▶ **DIRECTION**:
Starting at the line with "Look at the photograph above. For each instance of the blurred" in it, reproduce each line below through the last one, exactly, and include nothing else.
##### PROVIDED DATA #####
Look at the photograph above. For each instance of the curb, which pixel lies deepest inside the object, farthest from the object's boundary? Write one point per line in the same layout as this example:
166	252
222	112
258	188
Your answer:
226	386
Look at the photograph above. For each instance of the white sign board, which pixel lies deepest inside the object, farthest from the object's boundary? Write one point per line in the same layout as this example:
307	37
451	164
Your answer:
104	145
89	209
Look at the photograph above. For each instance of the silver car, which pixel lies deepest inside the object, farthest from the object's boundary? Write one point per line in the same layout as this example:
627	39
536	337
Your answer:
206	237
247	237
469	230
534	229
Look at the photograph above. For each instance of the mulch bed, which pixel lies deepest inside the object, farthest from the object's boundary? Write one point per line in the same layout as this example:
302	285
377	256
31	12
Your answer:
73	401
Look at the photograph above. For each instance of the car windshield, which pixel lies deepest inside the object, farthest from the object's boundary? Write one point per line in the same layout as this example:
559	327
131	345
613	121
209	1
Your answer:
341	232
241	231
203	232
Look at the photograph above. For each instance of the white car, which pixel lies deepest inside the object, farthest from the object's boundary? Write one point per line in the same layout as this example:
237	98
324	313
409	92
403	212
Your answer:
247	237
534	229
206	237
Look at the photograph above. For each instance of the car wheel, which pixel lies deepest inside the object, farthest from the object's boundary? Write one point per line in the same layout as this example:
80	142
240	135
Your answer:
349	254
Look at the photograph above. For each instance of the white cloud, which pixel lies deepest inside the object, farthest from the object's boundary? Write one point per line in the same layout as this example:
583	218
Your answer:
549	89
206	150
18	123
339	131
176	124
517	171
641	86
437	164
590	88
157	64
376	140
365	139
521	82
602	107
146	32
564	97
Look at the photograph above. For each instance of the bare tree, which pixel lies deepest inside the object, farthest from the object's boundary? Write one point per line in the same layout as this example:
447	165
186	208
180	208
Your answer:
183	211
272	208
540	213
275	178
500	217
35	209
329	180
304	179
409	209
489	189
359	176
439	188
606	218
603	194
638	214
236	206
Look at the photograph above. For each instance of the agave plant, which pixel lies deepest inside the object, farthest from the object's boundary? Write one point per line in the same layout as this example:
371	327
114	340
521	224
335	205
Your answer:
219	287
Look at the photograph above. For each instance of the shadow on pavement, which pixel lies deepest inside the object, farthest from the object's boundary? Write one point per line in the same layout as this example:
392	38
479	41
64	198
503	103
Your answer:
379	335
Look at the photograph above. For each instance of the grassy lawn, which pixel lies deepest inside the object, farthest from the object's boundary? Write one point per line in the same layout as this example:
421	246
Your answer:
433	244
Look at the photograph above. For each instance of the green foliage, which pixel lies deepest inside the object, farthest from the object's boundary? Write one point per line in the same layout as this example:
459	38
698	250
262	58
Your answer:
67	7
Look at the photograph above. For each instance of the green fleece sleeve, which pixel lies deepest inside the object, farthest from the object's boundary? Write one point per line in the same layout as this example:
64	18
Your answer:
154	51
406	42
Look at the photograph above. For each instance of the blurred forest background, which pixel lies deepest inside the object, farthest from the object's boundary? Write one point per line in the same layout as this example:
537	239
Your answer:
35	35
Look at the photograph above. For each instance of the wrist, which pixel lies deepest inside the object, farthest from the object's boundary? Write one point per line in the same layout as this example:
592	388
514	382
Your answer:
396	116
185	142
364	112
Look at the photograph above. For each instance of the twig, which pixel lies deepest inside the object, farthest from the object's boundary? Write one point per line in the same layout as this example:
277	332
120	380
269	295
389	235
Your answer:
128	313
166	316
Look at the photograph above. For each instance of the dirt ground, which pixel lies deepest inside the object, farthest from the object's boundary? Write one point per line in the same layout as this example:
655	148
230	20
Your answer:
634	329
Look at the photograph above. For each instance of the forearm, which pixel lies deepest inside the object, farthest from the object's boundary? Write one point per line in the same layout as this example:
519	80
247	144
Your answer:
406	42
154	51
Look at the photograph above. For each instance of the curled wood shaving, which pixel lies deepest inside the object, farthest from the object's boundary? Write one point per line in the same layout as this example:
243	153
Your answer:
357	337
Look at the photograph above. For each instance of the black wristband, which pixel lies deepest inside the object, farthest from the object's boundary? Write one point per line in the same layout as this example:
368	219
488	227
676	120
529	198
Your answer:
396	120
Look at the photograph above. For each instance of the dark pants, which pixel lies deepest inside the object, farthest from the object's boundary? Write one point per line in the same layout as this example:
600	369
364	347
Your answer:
#####
▶ **FINAL RESULT**:
Look at the photograph above. For each instance of the blurred forest background, which pixel lies deepest inside the object, farthest from the object's boundary? Write one point per line in the same layout as this example:
537	239
Your answer:
35	35
Look at the photograph above. For each instance of the wrist, which pixel lies deepest inside the object, farthest from the object's boundary? Write one point per line in the same layout as this example:
592	388
514	382
Your answer:
396	116
185	142
364	112
Look at the photograph above. For each instance of the twig, which pixel lies deepest inside the object, farthest from the object's boundary? Write one point per line in the same layout as this example:
277	332
120	380
269	295
389	235
Your answer:
128	313
166	316
Look at the photograph above. For each instance of the dirt ground, which pixel lies deepest inside the object, farthest from the object's boundary? Write one point per line in the same layout as this example:
655	148
230	20
Your answer:
634	329
Look at the photograph above. For each instance of the forearm, which pixel lies deepest inside the object, farthest from the object's boundary? Write one point per line in the same layout as this example:
519	80
247	144
Your answer:
406	42
154	51
Look at the photograph above. For each instance of the curled wood shaving, which pixel lies deepest inside the object, farthest from the object's boundary? Write one point per line in the same layout as this example:
243	153
Your answer:
357	337
Look at the photograph above. For each instance of the black wristband, which pixel lies deepest inside the object, farthest from the object's boundary? Write one point per line in the same layout as this example:
368	219
488	227
676	120
529	198
Your answer:
396	120
Look at the photograph above. For each instance of the dark pants, which pixel lies deepest inside the object, farthest from the object's boundary? Write one point per line in the same layout as this example:
600	369
364	347
Your answer:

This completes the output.